Seçilmiş Metin:
★ ★ ★

13 Kasım 2015 Cuma

AMERİKALI HAMBALDIRCAN ...

Çocukluğumda ( Piraziz  / Giresun ), domatese,  'hambaldırcan', patlıcana ise, 'hasbaldırcan',  derdik. Domates, mısır tarlalarının  arasına dikilirdi. Daha çok kızarmadan, yeşil iken  toplanır ve 'küp' dediğimiz büyük toprak fıçılara  turşu kurulurdu. Kışın da doğranan bu domatesler soğanla kavrulur ve  öyle yenirdi.

Günümüzde bütün dünyada  çok sevilen ve yenen bu meyvenin, pardon sebzenin, hikayesi de bir hayli ilginç. Botanikçilerin meyve olarak kabul ettiği  domates,  1893 yılında ABD'de sebzelerle beraber saklanıp yendiği için mahkeme kararı ile sebze yapılmış. Ne diyelim, botanikçiler koca ABD'den  daha iyi mi bilecek neyin ne olduğunu.

Patlıcangiller ( solanaceae ) familyasından bir bitki olan domatesin ( solanum lycopersicum ) anavatanı, patates, biber, ayçiçeği gibi Amerika kıtasıdır. Yabani olarak yetişen domatese ilk defa Bolivya ve Peru'da rastlanmış, daha sonrada Meksika'ya götürülerek yetiştirilmeye başlanmıştır.

Domates'in, Aztek dilindeki şişman meyve anlamına gelen  ' tomati ' kelimesinden geldiği sanılmaktadır. İlk yetiştirilen  domateslerin rengi sarı ve kiraz kadarmış. Kristof Kolomb'un Amerika'yı keşfinden sonra ( 1492 ), İspanyollar tarafından  Avrupa'ya getirilen domatese, İtalyanlar sarı renkli olduğu için,  altın elma 'Pommodore'  adını vermişler.
Kırmızı domates ise daha sonra ortaya çıkmıştır.

İlk defa  Amerika'da Thomas Jefferson tarafından yetiştirilen domates, zehirli olduğu sanıldığı için uzun bir süre  yenmemiş, süs bitkisi olarak, evlerde  yetiştirilmiştir. Daha sonra ise,  yiyenleri romantikleştiği sanıldığı için, Fransızlar tarafından  aşk elması ' Pomma d'amour ' adı verilmiştir.

Domatesin yaygın bir şekilde tüketilmeye  başlaması ise 20.yüzyılda salatasının yapılmasının öğrenilmesinden sonra olmuştur. Domatesten, salça, ketçap gibi ürünlerin  yapılması ise , sanayi hammaddesi olmasını sağlamıştır.

Domatesin başına gelenler bununla da kalmıyor. Mısırda faaliyet gösteren  dini bir grup, Facebook'a, kesilmiş bir domates resmi koyarak, altını da ;  müslümanların,   'hrıstiyan' olduğu için, domates yemesinin  haram olduğu dile getiriyor.  Gerekçe olarak ise;  domates yatay olarak kesilince içinde haça benzeyen bir şekil ortaya çıkması  gösteriliyor.

★ ★ ★

Çalışma Yönergesi 1:
Domatesin hikâyesini anlatan metne göre şu soruları cevaplayın:
(a) Yazarın çocukluğunda patlıcana ne denirdi?
(b) Domates ABD'de hangi yıl mahkeme kararıyla sebze yapılmış?
(c) Fransızlar domatese hangi adı vermiş?
Çalışma Yönergesi 2:
Domatesin hikâyesini anlatan metni kaldığı yerden sürdürün.

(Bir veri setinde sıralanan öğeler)
★ ★ ★

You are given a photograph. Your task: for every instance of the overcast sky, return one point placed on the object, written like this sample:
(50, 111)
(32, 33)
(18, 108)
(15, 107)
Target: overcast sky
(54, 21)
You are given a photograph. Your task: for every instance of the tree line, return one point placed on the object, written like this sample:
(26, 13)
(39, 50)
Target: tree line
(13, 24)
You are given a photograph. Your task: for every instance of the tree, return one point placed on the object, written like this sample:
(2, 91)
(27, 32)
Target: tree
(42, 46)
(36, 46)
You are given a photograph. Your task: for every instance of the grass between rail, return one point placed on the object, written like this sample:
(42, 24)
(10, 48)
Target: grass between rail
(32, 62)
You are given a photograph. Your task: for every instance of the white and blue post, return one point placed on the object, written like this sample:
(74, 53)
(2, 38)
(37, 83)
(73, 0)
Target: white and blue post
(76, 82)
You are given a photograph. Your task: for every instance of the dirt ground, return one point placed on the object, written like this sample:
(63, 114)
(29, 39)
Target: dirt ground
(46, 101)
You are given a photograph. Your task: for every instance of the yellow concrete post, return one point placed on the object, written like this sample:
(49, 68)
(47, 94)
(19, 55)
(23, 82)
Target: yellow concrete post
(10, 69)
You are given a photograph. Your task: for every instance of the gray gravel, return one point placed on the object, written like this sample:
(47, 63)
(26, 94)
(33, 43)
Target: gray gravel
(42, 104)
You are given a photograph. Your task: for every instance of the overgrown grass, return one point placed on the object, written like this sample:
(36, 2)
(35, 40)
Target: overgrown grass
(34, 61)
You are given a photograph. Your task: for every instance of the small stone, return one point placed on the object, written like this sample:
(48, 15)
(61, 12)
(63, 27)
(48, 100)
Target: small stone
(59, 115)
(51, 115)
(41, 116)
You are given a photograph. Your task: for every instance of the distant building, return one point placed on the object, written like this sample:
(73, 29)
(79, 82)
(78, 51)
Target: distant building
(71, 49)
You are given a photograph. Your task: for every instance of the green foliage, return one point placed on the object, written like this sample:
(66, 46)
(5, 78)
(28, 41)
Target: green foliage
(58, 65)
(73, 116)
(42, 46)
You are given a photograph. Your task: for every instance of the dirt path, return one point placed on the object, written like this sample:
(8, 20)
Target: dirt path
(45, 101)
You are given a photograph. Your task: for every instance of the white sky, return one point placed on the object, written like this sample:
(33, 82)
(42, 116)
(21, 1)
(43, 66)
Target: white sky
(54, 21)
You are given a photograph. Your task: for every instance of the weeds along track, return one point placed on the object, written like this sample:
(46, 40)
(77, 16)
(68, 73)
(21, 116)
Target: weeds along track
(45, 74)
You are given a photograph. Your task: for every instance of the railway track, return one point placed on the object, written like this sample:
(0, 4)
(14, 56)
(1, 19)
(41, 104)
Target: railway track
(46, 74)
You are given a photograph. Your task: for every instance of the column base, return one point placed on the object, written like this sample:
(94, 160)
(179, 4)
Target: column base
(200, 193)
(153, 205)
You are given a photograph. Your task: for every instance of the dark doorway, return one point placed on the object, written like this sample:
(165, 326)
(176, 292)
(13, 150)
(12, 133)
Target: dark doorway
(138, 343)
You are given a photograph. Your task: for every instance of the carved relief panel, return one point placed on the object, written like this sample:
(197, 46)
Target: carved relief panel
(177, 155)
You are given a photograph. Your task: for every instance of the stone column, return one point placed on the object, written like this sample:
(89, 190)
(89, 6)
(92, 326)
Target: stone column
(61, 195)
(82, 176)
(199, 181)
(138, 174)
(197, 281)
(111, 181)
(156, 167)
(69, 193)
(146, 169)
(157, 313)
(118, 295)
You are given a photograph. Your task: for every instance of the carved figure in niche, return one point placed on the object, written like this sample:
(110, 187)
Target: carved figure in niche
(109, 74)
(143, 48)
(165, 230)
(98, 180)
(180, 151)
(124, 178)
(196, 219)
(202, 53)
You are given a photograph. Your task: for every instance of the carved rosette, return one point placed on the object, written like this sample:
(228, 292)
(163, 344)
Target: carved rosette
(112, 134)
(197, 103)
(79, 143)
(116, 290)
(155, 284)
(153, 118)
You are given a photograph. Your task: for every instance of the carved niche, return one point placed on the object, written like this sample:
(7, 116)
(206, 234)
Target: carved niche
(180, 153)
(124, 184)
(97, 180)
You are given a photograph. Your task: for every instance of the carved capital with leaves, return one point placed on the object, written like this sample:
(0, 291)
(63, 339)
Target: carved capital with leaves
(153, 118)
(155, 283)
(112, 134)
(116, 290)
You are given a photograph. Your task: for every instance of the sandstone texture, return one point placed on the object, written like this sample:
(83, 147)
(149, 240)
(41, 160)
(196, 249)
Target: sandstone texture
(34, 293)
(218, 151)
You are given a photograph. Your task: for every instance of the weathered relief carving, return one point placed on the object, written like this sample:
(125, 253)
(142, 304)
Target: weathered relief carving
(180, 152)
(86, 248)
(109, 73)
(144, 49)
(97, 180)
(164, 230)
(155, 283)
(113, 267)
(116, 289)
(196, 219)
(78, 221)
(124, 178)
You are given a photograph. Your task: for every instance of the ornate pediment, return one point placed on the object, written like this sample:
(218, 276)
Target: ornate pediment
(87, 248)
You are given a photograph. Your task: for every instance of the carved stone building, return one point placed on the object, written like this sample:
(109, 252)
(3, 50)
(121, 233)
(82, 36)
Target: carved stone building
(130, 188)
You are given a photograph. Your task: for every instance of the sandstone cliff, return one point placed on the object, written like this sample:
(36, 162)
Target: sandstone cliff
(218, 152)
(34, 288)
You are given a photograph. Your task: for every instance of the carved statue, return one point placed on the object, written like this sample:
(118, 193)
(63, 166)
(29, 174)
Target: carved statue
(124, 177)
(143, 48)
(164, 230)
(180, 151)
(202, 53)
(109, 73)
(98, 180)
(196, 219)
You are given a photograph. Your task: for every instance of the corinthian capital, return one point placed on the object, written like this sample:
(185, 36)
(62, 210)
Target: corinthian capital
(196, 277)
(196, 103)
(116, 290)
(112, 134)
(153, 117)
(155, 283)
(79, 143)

★ ★ ★

Alıştırma Yanıtı 1:
(a) Hasbaldırcan.
(b) 1893'te.
(c) Aşk elması, yani 'Pomma d'amour'.

Alıştırma Yanıtı 2:
Gelelim bizim domatesle tanışmamıza. Osmanlılar ilk defa  18. yüzyılda Fransızlar aracılığı ile domatesi tanıyorlar. Yani, Fatih,Kanuni gibi  cihan padişahlarımıza, maalesef domates yemek nasip olmamış.
Abdülmecit zamanında  domates bizim ülkemize  'frenk' adı ile giriyor, o zaman domatesin sadece yemeği yapılarak  yeniyormuş, kırmızı olanlar ise, çürümüş diye çöpe  atılıyormuş.
İlk domates Adana'da yetiştirilmeye başlanmıştır. Bu gün Türkiye, Çin ve ABD den sonra dünyada en çok domates yetiştiren  ülkelerden birisidir.
BESİN DEĞERLERİ
100 gr. taze ve olgun domatesin içerdiği ortalama besin değerleri şöyledir: 17-22 kalori; 1,1 gr. protein; 4,7 gr. karbonhidrat; 0 kolesterol; 0,2 gr. yağ; 0,5-1 gr. lif; 27 mgr. fosfor; 13 mgr. kalsiyum; 0,5 gr. demir; 3 mgr. sodyum; 244-250 mgr. potasyum: 900 IU A vitamini; 0.06 mgr. B1 vitamini; 0,04 mgr. B2 vitamini; 0,7 mgr. B3 vitamini; 0,1 mgr. B6 vitamini; 6.4 mcgr. folik asit: 17-23 mgr. C vitamini ve 1.2 mgr. E vitamini.
YARARLARI
Yukarıda görülen ve bazıları gerçekten önemli olan besin değerlerinin yanı sıra;
o Domates, zengin oranlardaki A, C ve E vitamin gibi antioksidan içeriğiyle, kansere yakalanma rizikosunu azaltır: Bu bağlamda, başta meme ve prostat kanserlerini sayabiliriz.
o Aynı nedenle domates, kalp hastalıklarına yakalanma, felç geçirme ve katarakt illetine tutulma tehlikesini de azaltmaktadır.
o İçerdiği flavon bileşikleri ve lisopen adlı maddeyle sağlığımızı koruyucu bazı etkiler yapar: Yapılan bazı araştırmalar, domatesin akut apandisiti önlediğini ortaya koymuştur.
Sağlığımıza pek yararlı bu etkilerinden yararlanılmak üzere domates, günlük diyetimize katılması ve bol bol tüketilmesi uzmanlarca öğütlenmektedir.